TEXT TO READ:

........

Announcing the first GPU-accelerated hosted desktop

9 years ago   •   1 min read

By Daniel Kobran

Paperspace is the first hosted-desktop provider to come standard with a GPU. Why does this matter? Two primary reasons:

Fluid OS experience

Applications today are built to leverage GPUs. The GPU, short for Graphical Processing Unit, is what enables media-rich content to be created and displayed within computers. Traditionally however, GPUs have not been available within virtual desktops[1]. This results in a severely degraded VM experience and prohibited entire industries like architecture, engineering, graphic design, animation etc. from benefiting from this otherwise incredible technology. That is until now: Paperspace is the first provider of hosted-desktops that includes a GPU in every machine. For the first time, it is possible to achieve near native performance in a remote machine.

........

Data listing
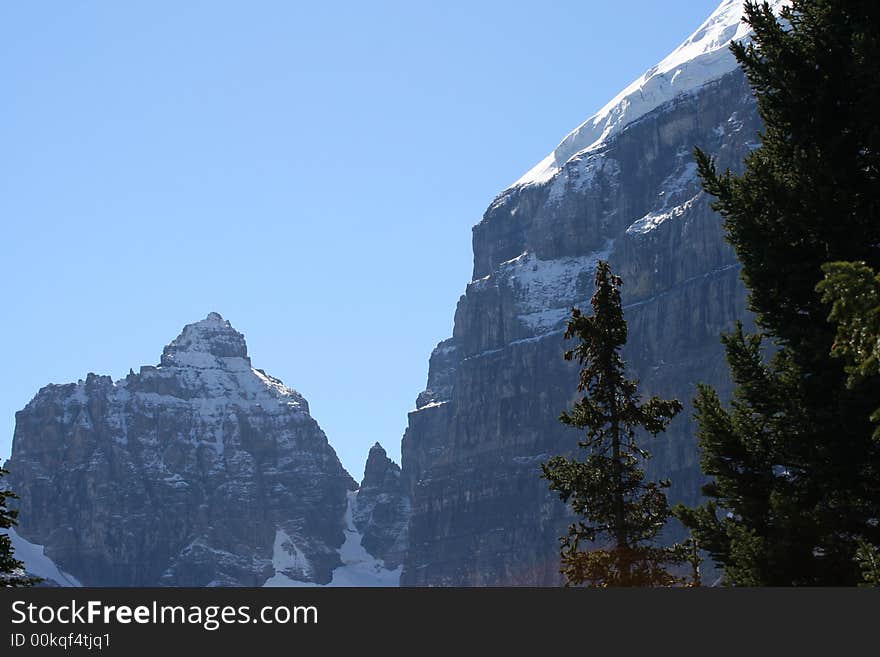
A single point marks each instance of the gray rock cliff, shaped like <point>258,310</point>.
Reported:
<point>183,474</point>
<point>383,508</point>
<point>623,187</point>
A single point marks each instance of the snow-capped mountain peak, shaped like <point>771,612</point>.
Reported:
<point>703,57</point>
<point>212,335</point>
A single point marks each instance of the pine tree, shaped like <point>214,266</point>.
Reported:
<point>852,289</point>
<point>12,572</point>
<point>794,465</point>
<point>621,512</point>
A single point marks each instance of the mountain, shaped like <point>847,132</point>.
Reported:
<point>623,187</point>
<point>201,471</point>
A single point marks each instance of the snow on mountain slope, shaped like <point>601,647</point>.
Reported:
<point>359,568</point>
<point>703,57</point>
<point>37,563</point>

........

STATED PROBLEM:
Copy out the full post announcing the GPU-accelerated hosted desktop, shown above the entries, word for word.

ANSWER FOR THIS EXERCISE:
Announcing the first GPU-accelerated hosted desktop

9 years ago   •   1 min read

By Daniel Kobran

Paperspace is the first hosted-desktop provider to come standard with a GPU. Why does this matter? Two primary reasons:

Fluid OS experience

Applications today are built to leverage GPUs. The GPU, short for Graphical Processing Unit, is what enables media-rich content to be created and displayed within computers. Traditionally however, GPUs have not been available within virtual desktops[1]. This results in a severely degraded VM experience and prohibited entire industries like architecture, engineering, graphic design, animation etc. from benefiting from this otherwise incredible technology. That is until now: Paperspace is the first provider of hosted-desktops that includes a GPU in every machine. For the first time, it is possible to achieve near native performance in a remote machine.